— Start DATA PROVIDED —
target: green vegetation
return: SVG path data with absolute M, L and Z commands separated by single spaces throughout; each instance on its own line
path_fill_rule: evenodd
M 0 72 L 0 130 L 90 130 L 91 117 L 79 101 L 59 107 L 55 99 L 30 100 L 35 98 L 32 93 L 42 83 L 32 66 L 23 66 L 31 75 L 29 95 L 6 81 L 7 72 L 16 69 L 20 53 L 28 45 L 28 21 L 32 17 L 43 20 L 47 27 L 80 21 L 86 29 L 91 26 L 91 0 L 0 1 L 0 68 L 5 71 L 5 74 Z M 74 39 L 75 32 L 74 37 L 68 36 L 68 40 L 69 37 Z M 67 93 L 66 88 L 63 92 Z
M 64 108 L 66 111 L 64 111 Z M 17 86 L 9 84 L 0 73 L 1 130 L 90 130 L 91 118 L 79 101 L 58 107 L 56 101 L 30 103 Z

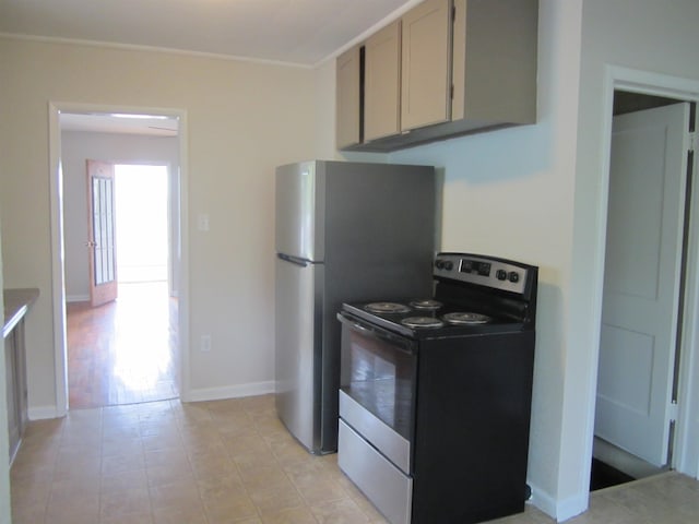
— End DATA PROVIDED —
Edit the material above so that "green vegetation" becomes "trees", with every other line kept the same. Leave out the pictures.

IN RESPONSE:
target: trees
return: SVG path data with absolute M, L and Z commands separated by single spaces throughout; each instance on its own line
path_fill_rule: evenodd
M 0 72 L 0 130 L 90 130 L 91 117 L 79 101 L 59 107 L 55 99 L 30 100 L 35 98 L 32 93 L 42 83 L 32 66 L 23 66 L 31 75 L 29 95 L 6 81 L 7 72 L 16 69 L 20 53 L 28 45 L 28 21 L 32 17 L 43 20 L 47 27 L 80 21 L 86 29 L 91 26 L 91 0 L 0 1 L 0 68 L 5 71 L 5 74 Z M 74 39 L 75 32 L 74 37 L 68 36 L 68 40 L 69 37 Z M 67 93 L 66 88 L 63 92 Z
M 64 108 L 66 111 L 64 111 Z M 17 86 L 9 84 L 0 73 L 1 130 L 90 130 L 91 118 L 79 101 L 58 107 L 56 101 L 30 103 Z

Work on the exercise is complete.